(Input material begins)

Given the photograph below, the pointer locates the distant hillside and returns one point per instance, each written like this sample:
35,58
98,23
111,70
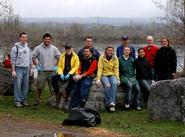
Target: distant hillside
93,20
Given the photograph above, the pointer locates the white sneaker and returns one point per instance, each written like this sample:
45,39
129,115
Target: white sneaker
127,106
112,109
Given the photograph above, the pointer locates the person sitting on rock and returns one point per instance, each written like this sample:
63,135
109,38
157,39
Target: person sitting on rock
108,74
165,61
89,43
128,79
83,79
67,67
143,74
7,62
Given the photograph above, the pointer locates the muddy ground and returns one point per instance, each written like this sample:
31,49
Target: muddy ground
16,127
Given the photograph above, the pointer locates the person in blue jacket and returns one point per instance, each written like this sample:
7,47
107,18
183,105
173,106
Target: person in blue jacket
125,43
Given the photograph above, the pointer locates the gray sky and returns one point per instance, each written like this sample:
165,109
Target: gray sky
86,8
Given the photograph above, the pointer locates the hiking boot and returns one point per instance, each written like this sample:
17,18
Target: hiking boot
36,103
112,109
58,97
25,103
82,103
138,108
18,105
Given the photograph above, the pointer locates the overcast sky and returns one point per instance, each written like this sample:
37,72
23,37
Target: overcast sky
86,8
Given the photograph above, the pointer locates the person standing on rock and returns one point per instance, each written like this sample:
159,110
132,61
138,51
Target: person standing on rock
45,58
67,67
166,61
21,61
143,74
128,79
150,53
83,79
89,43
125,43
108,75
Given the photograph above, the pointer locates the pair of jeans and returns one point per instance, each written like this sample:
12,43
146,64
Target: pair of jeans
129,87
55,82
80,91
145,88
110,88
21,84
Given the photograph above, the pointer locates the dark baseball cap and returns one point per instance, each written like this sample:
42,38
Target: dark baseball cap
124,37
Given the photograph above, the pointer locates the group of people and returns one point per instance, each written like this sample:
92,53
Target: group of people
77,71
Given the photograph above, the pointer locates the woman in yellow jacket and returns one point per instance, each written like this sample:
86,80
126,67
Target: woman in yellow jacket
108,75
67,67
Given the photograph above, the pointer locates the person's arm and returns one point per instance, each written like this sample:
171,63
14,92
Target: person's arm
57,56
76,66
174,62
13,60
100,69
116,68
91,69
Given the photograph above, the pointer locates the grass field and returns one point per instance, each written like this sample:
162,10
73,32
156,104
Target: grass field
136,123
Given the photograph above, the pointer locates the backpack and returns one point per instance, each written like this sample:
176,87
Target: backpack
86,116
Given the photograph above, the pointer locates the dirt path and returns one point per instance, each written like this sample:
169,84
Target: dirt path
16,127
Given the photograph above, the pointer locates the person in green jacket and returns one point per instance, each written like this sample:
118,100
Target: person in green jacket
108,74
128,79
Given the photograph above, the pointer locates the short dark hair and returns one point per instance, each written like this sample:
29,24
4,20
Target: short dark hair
86,47
88,37
140,49
109,47
22,33
47,35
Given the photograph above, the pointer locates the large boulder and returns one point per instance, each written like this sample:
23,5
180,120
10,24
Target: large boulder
96,97
167,100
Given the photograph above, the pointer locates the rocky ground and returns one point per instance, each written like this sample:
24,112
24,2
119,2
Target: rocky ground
16,127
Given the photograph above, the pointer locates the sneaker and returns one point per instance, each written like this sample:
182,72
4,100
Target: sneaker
25,103
138,108
127,106
36,103
18,105
112,109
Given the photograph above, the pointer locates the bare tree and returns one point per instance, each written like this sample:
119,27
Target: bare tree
175,18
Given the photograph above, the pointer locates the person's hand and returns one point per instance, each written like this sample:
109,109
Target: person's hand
14,74
62,77
119,82
67,76
31,72
39,68
77,77
98,83
55,68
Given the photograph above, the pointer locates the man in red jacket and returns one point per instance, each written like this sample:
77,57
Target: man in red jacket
150,52
84,78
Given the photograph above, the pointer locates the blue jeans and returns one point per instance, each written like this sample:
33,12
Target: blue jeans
80,91
110,89
21,84
145,88
128,93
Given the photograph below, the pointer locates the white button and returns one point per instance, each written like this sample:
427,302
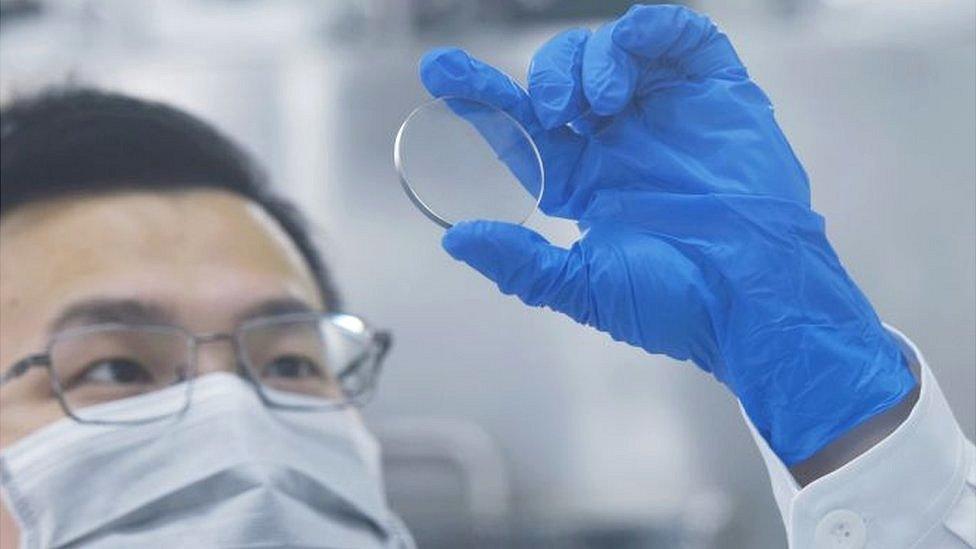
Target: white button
840,529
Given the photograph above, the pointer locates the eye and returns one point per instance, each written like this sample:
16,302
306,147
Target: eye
116,370
292,366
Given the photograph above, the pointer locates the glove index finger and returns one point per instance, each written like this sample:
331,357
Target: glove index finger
609,73
555,84
453,72
522,263
678,35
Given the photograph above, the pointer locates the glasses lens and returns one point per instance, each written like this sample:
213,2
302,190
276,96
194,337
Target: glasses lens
460,159
308,356
112,365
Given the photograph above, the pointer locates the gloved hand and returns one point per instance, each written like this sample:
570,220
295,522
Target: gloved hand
698,240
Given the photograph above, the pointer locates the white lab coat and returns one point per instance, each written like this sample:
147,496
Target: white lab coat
916,488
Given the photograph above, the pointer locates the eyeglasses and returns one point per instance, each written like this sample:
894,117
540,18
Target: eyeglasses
302,361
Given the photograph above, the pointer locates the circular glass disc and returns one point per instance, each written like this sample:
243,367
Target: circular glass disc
460,159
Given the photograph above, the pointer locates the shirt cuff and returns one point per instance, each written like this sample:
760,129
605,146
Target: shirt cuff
889,496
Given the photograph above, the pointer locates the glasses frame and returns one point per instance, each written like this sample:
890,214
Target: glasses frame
377,344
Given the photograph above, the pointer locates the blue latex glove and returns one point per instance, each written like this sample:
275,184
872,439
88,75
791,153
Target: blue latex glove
698,238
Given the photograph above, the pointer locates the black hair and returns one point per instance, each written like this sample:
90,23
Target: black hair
71,141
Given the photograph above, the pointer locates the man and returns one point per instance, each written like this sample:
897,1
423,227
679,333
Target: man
141,256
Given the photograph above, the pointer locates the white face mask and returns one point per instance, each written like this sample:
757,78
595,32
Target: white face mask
230,472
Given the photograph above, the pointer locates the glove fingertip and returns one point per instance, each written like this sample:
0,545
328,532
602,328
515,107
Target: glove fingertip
442,66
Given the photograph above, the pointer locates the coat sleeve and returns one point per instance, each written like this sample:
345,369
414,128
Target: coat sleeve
915,488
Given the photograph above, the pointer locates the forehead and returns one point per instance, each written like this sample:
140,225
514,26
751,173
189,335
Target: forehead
205,253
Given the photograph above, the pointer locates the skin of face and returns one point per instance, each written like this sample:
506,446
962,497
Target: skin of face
205,257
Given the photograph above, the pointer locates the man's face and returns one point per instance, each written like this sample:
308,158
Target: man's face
201,259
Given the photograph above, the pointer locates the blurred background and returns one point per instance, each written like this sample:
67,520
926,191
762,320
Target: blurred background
506,426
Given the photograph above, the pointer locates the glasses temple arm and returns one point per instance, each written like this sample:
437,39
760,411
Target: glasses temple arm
20,368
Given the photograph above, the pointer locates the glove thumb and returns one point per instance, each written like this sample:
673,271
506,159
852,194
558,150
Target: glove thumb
522,263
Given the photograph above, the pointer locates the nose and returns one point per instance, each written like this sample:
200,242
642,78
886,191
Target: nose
215,353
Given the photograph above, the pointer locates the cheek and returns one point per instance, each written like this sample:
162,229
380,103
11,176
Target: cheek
27,406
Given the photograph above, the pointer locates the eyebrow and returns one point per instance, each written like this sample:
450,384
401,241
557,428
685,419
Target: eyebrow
276,306
110,310
134,311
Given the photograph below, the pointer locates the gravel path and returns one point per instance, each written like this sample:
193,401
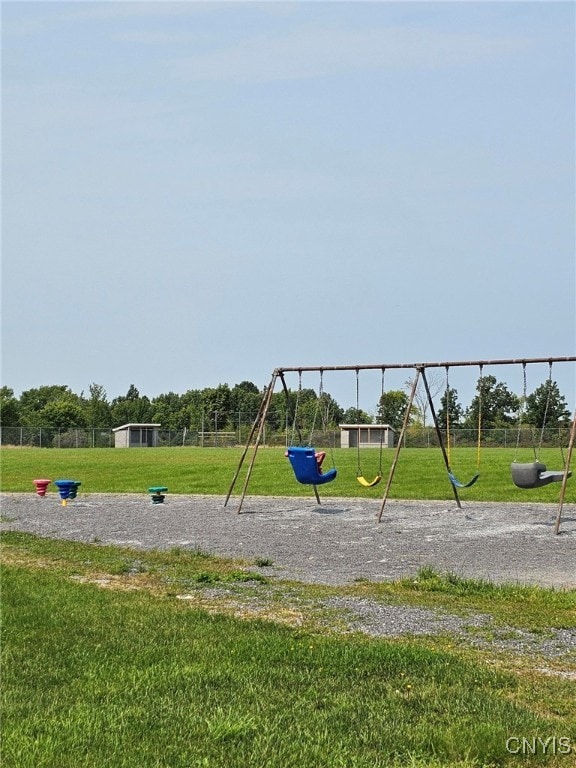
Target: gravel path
340,542
335,543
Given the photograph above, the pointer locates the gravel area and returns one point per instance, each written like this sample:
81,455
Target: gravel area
335,543
340,542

(Input material ends)

Task directions » The required result is the entries above, printed exactly from the first line through the line with "the white sneaker", pictures excluded.

Solved problem »
Given the photograph below, the pointer locates the distant hillside and returns one point per instance, each written like this sample:
35,58
98,23
111,70
Target: distant hillside
93,20
Given the photograph above, the pointer locates the white sneaker and returns one point per instance, each written like this sample:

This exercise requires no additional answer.